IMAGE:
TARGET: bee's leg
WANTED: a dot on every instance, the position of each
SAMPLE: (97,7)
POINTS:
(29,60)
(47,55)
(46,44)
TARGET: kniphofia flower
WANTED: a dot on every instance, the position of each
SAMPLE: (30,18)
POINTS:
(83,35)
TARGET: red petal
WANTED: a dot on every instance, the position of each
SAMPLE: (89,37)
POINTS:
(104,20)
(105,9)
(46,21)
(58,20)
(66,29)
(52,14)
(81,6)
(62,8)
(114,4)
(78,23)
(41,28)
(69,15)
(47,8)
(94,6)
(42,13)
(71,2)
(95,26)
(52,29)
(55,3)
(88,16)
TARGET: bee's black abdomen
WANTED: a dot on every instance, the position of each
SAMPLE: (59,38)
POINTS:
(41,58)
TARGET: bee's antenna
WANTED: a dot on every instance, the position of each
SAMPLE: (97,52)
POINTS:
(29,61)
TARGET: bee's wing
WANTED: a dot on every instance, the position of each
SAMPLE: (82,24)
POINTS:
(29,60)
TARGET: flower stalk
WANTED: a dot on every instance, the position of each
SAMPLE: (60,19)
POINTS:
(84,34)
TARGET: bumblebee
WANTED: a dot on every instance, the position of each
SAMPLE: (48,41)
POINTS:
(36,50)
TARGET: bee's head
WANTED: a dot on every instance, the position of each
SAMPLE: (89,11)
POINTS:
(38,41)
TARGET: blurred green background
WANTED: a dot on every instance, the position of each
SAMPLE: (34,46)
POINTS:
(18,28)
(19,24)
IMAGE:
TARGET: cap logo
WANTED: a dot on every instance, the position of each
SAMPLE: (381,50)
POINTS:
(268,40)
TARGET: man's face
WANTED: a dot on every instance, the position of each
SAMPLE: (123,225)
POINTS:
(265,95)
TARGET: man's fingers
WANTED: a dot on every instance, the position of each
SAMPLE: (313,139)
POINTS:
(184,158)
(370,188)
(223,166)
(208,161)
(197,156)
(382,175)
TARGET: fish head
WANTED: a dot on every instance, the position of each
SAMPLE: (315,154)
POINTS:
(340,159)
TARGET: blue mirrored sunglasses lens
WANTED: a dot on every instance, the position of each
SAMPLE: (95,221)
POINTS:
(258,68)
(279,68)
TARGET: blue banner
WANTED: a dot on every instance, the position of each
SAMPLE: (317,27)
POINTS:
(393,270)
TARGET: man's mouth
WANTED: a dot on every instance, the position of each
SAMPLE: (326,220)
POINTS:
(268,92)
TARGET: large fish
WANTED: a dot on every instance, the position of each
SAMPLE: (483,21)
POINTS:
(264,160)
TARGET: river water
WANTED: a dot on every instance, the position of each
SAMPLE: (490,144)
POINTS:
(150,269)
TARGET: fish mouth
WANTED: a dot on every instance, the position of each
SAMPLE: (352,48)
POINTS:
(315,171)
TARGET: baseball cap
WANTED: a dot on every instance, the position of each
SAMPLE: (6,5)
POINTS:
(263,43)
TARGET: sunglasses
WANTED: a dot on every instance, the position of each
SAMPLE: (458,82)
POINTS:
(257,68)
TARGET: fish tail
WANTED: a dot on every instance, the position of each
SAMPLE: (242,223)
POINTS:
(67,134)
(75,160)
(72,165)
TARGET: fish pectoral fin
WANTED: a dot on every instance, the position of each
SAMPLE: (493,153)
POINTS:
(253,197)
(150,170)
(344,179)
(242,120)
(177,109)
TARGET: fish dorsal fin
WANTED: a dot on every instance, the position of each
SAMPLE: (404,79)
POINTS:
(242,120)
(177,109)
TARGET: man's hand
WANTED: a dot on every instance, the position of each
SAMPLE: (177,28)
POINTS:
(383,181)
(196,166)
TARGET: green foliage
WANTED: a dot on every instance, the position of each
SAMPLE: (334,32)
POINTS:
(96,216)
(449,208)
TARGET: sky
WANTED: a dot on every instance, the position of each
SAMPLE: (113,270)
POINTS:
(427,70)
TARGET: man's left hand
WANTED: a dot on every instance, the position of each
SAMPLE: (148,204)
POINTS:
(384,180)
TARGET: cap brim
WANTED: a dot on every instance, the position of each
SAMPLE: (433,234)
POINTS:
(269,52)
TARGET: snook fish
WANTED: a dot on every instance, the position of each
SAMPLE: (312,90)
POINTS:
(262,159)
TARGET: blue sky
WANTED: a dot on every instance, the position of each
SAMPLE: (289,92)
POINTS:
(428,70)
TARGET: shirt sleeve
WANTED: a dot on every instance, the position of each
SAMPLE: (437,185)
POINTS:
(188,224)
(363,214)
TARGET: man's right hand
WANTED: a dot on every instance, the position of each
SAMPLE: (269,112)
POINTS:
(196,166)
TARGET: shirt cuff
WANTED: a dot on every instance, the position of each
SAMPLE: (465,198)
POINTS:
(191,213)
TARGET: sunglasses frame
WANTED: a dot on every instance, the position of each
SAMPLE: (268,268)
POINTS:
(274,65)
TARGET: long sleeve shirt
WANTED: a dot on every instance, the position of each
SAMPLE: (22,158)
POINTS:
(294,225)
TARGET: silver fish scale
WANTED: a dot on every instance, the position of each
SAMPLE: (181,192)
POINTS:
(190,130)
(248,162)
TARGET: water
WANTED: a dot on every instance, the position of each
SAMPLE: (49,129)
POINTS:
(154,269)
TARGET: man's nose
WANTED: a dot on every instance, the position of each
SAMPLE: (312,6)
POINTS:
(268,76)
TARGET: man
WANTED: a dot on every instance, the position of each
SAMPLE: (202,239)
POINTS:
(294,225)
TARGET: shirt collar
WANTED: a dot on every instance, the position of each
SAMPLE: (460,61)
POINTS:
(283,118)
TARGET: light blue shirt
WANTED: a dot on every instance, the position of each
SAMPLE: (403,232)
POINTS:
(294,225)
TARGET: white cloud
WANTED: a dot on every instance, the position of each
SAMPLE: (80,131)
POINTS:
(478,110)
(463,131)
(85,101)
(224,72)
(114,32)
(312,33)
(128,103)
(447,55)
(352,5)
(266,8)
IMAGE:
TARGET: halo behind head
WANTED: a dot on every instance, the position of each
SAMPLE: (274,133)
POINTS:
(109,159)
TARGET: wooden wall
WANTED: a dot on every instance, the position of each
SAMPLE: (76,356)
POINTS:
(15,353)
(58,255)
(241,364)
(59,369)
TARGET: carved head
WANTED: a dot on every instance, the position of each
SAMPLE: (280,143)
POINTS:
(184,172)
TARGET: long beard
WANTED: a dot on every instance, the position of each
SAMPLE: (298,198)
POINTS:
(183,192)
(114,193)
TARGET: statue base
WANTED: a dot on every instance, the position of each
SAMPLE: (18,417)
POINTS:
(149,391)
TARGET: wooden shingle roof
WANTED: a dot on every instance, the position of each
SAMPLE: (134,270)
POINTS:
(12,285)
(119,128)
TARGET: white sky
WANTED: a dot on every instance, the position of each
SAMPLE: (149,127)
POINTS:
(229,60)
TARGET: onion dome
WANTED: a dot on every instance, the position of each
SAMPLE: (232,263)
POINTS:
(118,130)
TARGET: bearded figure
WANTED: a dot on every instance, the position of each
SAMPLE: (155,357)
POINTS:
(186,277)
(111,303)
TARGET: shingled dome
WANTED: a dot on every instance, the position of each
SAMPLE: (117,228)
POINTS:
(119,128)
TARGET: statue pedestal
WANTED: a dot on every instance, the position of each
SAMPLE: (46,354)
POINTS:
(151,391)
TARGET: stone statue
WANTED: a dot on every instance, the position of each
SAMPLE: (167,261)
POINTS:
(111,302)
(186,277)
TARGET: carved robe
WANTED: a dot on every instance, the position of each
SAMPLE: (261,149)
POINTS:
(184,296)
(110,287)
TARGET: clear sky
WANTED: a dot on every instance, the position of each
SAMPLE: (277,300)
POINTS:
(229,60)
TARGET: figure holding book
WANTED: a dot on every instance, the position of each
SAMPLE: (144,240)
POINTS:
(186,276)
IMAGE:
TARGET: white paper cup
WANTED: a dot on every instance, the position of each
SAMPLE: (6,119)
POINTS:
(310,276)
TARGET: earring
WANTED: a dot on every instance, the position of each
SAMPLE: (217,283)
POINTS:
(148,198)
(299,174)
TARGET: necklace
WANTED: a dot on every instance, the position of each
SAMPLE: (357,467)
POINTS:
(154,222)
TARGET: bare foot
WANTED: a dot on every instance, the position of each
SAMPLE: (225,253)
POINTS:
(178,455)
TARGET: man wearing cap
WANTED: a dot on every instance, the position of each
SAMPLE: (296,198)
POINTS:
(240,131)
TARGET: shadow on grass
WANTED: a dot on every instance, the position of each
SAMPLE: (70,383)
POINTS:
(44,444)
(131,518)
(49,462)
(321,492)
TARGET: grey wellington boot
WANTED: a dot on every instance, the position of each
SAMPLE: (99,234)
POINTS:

- _Task brief_:
Look through the data above for the word "flower". Report each line where it occurs.

- _Solution to this task_:
TARGET: kniphofia flower
TARGET: flower stalk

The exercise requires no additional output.